EXERCISE:
Show every line of the records below that contains the word "Please", copied in full. Case counts.

DATA ROWS:

+ + + + +

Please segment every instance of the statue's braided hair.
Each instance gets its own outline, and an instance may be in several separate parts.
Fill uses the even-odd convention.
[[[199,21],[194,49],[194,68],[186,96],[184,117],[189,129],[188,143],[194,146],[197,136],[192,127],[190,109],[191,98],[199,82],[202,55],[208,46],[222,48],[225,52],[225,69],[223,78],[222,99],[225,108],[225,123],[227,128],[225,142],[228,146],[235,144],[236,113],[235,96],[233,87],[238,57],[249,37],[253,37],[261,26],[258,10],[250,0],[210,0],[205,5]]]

+ + + + +

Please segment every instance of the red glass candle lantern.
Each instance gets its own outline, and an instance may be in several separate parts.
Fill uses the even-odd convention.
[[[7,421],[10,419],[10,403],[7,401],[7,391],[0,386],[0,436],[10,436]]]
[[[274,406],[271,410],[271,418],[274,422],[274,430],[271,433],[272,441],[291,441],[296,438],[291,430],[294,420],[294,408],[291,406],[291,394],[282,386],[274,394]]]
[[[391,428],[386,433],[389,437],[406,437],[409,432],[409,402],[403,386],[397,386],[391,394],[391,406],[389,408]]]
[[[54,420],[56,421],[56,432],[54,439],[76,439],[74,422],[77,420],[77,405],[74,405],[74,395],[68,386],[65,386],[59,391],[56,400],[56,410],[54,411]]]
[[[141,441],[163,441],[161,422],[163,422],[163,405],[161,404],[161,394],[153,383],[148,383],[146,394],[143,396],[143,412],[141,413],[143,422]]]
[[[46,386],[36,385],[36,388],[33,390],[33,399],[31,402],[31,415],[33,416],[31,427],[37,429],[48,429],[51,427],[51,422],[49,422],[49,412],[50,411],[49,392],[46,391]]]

+ + + + +

SOLUTION TO THE PROBLEM:
Please segment every instance of the statue's braided hair.
Please segment every instance of the red glass candle lantern.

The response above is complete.